_WHAT YOU NEED TO DO_
Your answer should be the full set of entries, given again without alteration.

_PROVIDED RECORDS_
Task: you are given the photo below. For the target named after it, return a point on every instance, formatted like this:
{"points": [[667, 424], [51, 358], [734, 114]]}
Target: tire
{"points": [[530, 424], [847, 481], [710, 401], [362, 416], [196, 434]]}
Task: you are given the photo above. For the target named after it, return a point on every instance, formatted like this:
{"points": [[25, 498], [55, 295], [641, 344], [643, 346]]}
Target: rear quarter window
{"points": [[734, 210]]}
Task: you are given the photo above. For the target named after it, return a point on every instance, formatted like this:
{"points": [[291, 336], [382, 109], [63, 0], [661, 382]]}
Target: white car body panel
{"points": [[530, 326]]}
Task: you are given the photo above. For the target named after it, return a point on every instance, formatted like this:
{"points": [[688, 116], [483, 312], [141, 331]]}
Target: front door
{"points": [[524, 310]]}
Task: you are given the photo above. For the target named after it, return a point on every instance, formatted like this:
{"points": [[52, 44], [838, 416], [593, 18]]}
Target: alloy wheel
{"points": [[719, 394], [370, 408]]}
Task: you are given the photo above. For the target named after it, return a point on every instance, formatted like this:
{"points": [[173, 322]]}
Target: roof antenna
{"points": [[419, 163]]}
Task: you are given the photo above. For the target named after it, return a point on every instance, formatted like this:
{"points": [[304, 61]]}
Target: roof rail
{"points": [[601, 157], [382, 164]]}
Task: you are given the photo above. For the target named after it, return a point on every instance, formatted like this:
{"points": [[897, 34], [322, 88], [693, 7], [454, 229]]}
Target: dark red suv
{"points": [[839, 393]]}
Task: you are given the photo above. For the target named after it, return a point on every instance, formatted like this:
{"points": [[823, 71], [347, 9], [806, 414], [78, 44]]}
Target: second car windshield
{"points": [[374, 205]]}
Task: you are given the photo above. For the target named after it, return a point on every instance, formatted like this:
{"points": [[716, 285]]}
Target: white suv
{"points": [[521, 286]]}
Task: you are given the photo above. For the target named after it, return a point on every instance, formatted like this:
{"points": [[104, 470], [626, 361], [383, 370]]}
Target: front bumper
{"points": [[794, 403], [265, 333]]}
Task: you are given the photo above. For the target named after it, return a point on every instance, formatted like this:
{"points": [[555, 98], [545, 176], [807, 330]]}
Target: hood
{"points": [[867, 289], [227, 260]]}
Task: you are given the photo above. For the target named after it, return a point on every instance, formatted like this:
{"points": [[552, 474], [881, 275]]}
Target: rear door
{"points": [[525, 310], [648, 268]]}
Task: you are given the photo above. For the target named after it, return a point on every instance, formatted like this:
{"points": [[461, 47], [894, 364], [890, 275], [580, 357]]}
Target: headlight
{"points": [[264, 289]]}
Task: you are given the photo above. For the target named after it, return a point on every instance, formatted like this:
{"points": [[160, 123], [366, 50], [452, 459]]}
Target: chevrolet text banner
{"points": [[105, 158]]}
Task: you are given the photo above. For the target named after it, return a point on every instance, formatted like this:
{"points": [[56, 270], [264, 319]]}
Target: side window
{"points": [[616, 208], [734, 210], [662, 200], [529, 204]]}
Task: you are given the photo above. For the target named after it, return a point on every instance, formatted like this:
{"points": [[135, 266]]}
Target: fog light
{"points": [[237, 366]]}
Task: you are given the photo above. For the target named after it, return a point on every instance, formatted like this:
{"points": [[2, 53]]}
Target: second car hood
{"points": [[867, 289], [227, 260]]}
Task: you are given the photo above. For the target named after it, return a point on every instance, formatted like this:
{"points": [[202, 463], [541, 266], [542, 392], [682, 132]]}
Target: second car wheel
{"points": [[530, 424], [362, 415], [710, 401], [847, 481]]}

_OUTPUT FOR THIS EXERCISE_
Task: you are given the photo below. For the target named after it, return a point on every instance, formatted like this:
{"points": [[667, 424], [51, 358], [734, 114]]}
Target: tire
{"points": [[530, 424], [847, 481], [710, 401], [362, 416], [196, 434]]}
Task: you are given the photo above. For the target named after it, return a point on every instance, formatted like this:
{"points": [[25, 498], [55, 295], [641, 344], [643, 346]]}
Target: rear quarter window
{"points": [[734, 210]]}
Task: you are given the photo above. For the target named after it, return a point on every instance, formatted like this:
{"points": [[291, 336], [382, 109], [63, 0], [661, 382]]}
Target: white car body panel
{"points": [[530, 326]]}
Task: you are given the photo above. For the target named after it, return a point on every instance, formatted like this:
{"points": [[688, 116], [483, 312], [141, 331]]}
Target: front door
{"points": [[524, 310]]}
Task: you are given the photo above. For the target named after it, return a point on every instance, formatted like this:
{"points": [[52, 44], [838, 416], [593, 18]]}
Target: alloy wheel
{"points": [[719, 394], [370, 408]]}
Task: you are given the photo above. For the target named after it, return a point on every instance, formatted like this:
{"points": [[173, 322]]}
Target: roof antenna
{"points": [[419, 163]]}
Task: you are given the photo above. For the target named after it, return a point on every instance, formatted like this:
{"points": [[304, 61]]}
Target: roof rail
{"points": [[601, 157], [382, 164]]}
Task: you are given the photo above. For the target named after it, return a point on every instance, formatted like this:
{"points": [[897, 34], [322, 88], [693, 7], [454, 229]]}
Target: dark red suv
{"points": [[839, 393]]}
Task: you are given the photo above. For the target named after it, return a point on every instance, formatted like this:
{"points": [[823, 71], [347, 9], [806, 414], [78, 44]]}
Target: second car windshield
{"points": [[374, 205]]}
Task: you are given the photo above. For the target named after it, return a point on every instance, formatted like this:
{"points": [[716, 285]]}
Target: white suv
{"points": [[521, 286]]}
Task: you are given the photo above. For the target named after it, return a point on every instance, formatted like this:
{"points": [[104, 470], [626, 361], [383, 370]]}
Target: front bumper
{"points": [[794, 403], [265, 333]]}
Task: you are given the photo above. For the target named after it, return a point on every instance, formatted like this:
{"points": [[555, 98], [545, 176], [807, 330]]}
Target: hood
{"points": [[867, 289], [227, 260]]}
Task: you are given the photo above. For the target named after it, return a point on every instance, formatted like this:
{"points": [[552, 474], [881, 275]]}
Target: rear door
{"points": [[525, 310], [648, 268]]}
Task: you are given the photo above. For the target named after it, return a point on every instance, formatted like this:
{"points": [[461, 47], [894, 364], [890, 275], [580, 357]]}
Target: headlight
{"points": [[264, 289]]}
Task: you are given the photo above. For the target named after it, return a point on every instance, formatted like this:
{"points": [[160, 123], [366, 50], [452, 459]]}
Target: chevrolet text banner
{"points": [[105, 158]]}
Task: you are given the photo above. For the target named after it, return a point on every instance, formatted like this:
{"points": [[56, 270], [264, 319]]}
Target: side window
{"points": [[616, 208], [734, 210], [662, 200], [529, 204]]}
Task: you are given the photo above. For the target named after it, return a point on every instance, formatted like this:
{"points": [[135, 266]]}
Target: fog light
{"points": [[237, 366]]}
Task: you are given the photo above. For the target named after it, return a point on every instance, formatted like this:
{"points": [[2, 53]]}
Target: second car hood
{"points": [[867, 289], [227, 260]]}
Task: you are given the photo above. For the target named after it, return a point on every instance, formatted like this:
{"points": [[202, 463], [541, 266], [542, 392], [682, 132]]}
Target: second car wheel
{"points": [[530, 424], [362, 415], [710, 401], [847, 481]]}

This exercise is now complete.